** About this exercise **
Your answer must be an exact copy of the data below.

Source information section start

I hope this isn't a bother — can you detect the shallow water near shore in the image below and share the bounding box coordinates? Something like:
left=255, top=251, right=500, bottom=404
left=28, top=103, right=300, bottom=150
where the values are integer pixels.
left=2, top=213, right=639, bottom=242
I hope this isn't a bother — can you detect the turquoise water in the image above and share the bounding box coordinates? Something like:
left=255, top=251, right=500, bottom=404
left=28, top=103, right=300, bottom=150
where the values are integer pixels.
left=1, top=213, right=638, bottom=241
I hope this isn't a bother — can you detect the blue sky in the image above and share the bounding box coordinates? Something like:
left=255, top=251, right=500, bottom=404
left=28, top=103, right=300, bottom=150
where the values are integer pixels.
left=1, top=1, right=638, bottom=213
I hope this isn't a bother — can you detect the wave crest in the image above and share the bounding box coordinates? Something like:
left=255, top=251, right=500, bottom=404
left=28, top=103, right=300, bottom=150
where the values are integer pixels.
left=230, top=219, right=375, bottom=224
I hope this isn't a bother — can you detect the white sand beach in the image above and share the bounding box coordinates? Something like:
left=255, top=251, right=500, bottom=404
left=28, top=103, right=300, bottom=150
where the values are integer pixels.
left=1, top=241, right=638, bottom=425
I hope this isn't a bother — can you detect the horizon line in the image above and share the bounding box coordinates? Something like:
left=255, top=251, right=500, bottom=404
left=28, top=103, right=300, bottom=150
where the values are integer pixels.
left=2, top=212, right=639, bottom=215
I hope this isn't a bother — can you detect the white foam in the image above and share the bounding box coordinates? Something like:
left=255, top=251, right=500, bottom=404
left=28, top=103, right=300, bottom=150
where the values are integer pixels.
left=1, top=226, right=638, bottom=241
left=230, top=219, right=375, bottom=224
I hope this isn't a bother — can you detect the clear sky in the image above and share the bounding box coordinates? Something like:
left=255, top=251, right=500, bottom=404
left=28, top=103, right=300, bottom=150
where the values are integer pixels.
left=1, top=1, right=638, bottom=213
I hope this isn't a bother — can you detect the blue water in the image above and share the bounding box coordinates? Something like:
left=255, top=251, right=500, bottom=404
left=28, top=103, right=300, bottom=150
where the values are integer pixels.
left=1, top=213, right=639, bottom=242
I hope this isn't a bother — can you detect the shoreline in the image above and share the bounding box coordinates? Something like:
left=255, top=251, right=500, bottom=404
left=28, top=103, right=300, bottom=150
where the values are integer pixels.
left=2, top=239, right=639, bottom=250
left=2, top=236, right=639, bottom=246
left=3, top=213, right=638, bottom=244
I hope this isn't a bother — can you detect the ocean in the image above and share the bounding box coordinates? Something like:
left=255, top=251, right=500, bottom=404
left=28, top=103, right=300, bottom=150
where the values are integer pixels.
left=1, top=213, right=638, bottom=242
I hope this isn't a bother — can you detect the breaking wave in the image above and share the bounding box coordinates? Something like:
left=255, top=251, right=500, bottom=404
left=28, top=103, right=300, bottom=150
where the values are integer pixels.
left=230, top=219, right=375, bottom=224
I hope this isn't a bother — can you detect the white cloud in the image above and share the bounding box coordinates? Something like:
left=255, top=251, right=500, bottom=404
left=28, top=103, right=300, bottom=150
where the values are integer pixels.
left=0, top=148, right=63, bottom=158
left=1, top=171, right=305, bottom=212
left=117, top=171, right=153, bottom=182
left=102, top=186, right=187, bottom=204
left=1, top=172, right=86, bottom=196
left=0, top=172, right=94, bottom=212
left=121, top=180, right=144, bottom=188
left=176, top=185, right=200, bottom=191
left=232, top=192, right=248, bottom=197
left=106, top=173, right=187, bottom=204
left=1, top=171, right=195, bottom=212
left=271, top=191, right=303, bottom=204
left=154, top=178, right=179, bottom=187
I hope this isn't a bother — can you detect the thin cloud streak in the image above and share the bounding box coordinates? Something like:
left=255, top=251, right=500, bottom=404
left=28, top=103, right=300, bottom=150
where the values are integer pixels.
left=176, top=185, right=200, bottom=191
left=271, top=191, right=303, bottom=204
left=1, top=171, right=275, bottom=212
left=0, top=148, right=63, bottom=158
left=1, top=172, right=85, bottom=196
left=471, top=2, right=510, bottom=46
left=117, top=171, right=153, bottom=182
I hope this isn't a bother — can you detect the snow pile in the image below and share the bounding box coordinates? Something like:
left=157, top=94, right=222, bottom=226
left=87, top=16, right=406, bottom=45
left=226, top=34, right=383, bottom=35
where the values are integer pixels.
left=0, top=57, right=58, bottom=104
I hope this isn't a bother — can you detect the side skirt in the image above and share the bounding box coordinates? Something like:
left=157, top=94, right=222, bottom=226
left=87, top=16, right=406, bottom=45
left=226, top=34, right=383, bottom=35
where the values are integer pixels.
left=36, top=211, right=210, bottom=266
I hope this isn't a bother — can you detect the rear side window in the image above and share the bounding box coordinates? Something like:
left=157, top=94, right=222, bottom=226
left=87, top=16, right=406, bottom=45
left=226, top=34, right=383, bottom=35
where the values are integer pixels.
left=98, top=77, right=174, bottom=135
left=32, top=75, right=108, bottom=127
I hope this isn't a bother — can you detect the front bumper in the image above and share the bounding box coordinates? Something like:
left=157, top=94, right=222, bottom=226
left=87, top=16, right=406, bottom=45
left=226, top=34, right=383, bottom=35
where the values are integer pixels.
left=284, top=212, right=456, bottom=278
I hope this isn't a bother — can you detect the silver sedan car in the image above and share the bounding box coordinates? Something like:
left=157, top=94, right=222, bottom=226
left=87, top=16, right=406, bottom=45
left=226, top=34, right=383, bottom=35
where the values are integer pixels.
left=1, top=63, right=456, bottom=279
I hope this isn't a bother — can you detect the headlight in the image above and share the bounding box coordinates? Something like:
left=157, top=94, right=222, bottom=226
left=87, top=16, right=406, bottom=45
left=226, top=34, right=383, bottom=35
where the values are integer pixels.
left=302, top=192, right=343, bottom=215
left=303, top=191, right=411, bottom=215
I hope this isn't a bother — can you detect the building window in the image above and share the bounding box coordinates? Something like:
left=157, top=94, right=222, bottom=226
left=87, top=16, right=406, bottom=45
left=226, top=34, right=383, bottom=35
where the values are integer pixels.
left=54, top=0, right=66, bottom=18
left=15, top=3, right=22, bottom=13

Source information section end

** Solution **
I hope this isn't a bother — can you detect the shallow water near shore in the image below and share the bounding box coordinates? Something like:
left=255, top=251, right=500, bottom=404
left=28, top=103, right=300, bottom=150
where the values are integer pixels.
left=2, top=213, right=639, bottom=242
I hope this isn't a bother — can you detect the turquoise water in the image above and share the bounding box coordinates? Something like:
left=255, top=251, right=500, bottom=404
left=28, top=103, right=300, bottom=150
where the values are integer pixels.
left=1, top=213, right=638, bottom=241
I hope this isn't a bother — can you detect the blue sky in the image above and share the bounding box coordinates? Something like:
left=255, top=251, right=500, bottom=404
left=28, top=103, right=300, bottom=150
where the values are integer pixels.
left=1, top=1, right=638, bottom=213
I hope this isn't a bother — can you detect the wave crest in the image above and share the bounding box coordinates? Something like:
left=255, top=251, right=500, bottom=404
left=28, top=103, right=300, bottom=150
where the values are integer pixels.
left=230, top=219, right=375, bottom=224
I hope this isn't a bother — can you detect the white sand beach in the image above and share the bounding box coordinates? Something like:
left=255, top=251, right=500, bottom=404
left=28, top=103, right=300, bottom=150
where the values are integer pixels.
left=1, top=241, right=638, bottom=425
I hope this isn't a bother — can you detect the horizon line in the image above and share the bounding box coordinates? Something like:
left=255, top=251, right=500, bottom=404
left=28, top=103, right=300, bottom=150
where the values are integer pixels.
left=2, top=212, right=639, bottom=215
I hope this isn't a bother — can you detect the white foam in the image above and share the bounding box coordinates? Something like:
left=255, top=251, right=500, bottom=404
left=28, top=103, right=300, bottom=150
where the values are integer pixels.
left=1, top=226, right=638, bottom=241
left=230, top=219, right=375, bottom=224
I hope this isn't a bother — can you detect the clear sky in the image above and share the bounding box coordinates? Something like:
left=255, top=251, right=500, bottom=404
left=28, top=103, right=300, bottom=150
where the values are integer pixels.
left=1, top=1, right=638, bottom=213
I hope this isn't a bother — can you detect the blue water in the image above and share the bounding box coordinates? Something like:
left=255, top=251, right=500, bottom=404
left=28, top=103, right=300, bottom=150
where the values are integer pixels.
left=1, top=213, right=639, bottom=242
I hope this isn't a bother — can you detect the shoreline in the image above and share the bounding box coordinates? Something like:
left=255, top=251, right=500, bottom=404
left=28, top=103, right=300, bottom=150
where the values are integer pixels.
left=2, top=239, right=639, bottom=250
left=2, top=236, right=639, bottom=246
left=3, top=213, right=638, bottom=244
I hope this isn't a bother — can you detect the ocean in the image above and share the bounding box coordinates? Something like:
left=255, top=251, right=500, bottom=404
left=28, top=103, right=300, bottom=150
where the values are integer pixels.
left=1, top=213, right=638, bottom=242
I hope this isn't a bother — can you detect the breaking wave in the image above and share the bounding box coordinates? Something like:
left=255, top=251, right=500, bottom=404
left=28, top=103, right=300, bottom=150
where the values are integer pixels.
left=230, top=219, right=375, bottom=224
I hope this isn't a bother — can you detect the white cloud in the image above and share the bounding box coordinates? Something like:
left=255, top=251, right=500, bottom=404
left=28, top=103, right=300, bottom=150
where the values are integer pixels.
left=0, top=148, right=63, bottom=158
left=1, top=171, right=305, bottom=212
left=117, top=171, right=153, bottom=182
left=102, top=186, right=187, bottom=204
left=1, top=172, right=86, bottom=196
left=0, top=172, right=94, bottom=212
left=121, top=180, right=144, bottom=188
left=176, top=185, right=200, bottom=191
left=232, top=192, right=248, bottom=197
left=106, top=173, right=187, bottom=204
left=1, top=171, right=195, bottom=212
left=271, top=191, right=303, bottom=204
left=154, top=178, right=179, bottom=187
I hope this isn't a bother — can you detect the thin cloud streak in the image above and share the bounding box coordinates? Something like:
left=255, top=251, right=500, bottom=404
left=28, top=103, right=300, bottom=150
where the values are integer pixels.
left=176, top=185, right=200, bottom=191
left=271, top=191, right=303, bottom=204
left=1, top=171, right=275, bottom=212
left=0, top=148, right=63, bottom=158
left=1, top=172, right=85, bottom=196
left=471, top=2, right=510, bottom=46
left=117, top=171, right=153, bottom=182
I hope this isn't a bother — can you detect the snow pile in the image below and share the bounding box coordinates? Something like:
left=157, top=94, right=222, bottom=226
left=87, top=16, right=406, bottom=45
left=226, top=34, right=383, bottom=35
where the values are integer pixels.
left=0, top=57, right=58, bottom=104
I hope this isn't a bother — can you detect the side skirt in the image above and share the bounding box coordinates? Something like:
left=157, top=94, right=222, bottom=226
left=87, top=16, right=406, bottom=45
left=226, top=34, right=383, bottom=35
where the values are integer pixels.
left=36, top=211, right=210, bottom=266
I hope this isn't a bother — can you detect the rear side window in the image above and share the bounding box coordinates? Something like:
left=157, top=94, right=222, bottom=226
left=87, top=16, right=406, bottom=45
left=226, top=34, right=383, bottom=35
where the values are integer pixels.
left=98, top=77, right=174, bottom=135
left=32, top=75, right=108, bottom=127
I hope this isn't a bother — can you detect the front bumper in the image above and share the bounding box coordinates? Something like:
left=157, top=94, right=222, bottom=226
left=87, top=16, right=406, bottom=45
left=226, top=34, right=383, bottom=35
where the values are integer pixels.
left=284, top=212, right=456, bottom=278
I hope this isn't a bother — can you detect the silver sedan car in the image above and share the bounding box coordinates? Something like:
left=157, top=94, right=222, bottom=226
left=87, top=16, right=406, bottom=45
left=226, top=34, right=383, bottom=35
where the values are integer pixels.
left=1, top=63, right=456, bottom=279
I hope this isn't a bother — can you detect the headlight in the image above and share the bounding box coordinates? Something like:
left=157, top=94, right=222, bottom=226
left=87, top=16, right=406, bottom=45
left=226, top=34, right=383, bottom=35
where the values are integer pixels.
left=302, top=192, right=343, bottom=215
left=303, top=191, right=411, bottom=215
I hope this isn't a bother — can you detect the building window in the image above and share the bounding box coordinates? Something like:
left=157, top=94, right=222, bottom=226
left=87, top=16, right=406, bottom=45
left=226, top=34, right=383, bottom=35
where the values are integer pixels.
left=54, top=0, right=66, bottom=18
left=15, top=3, right=22, bottom=13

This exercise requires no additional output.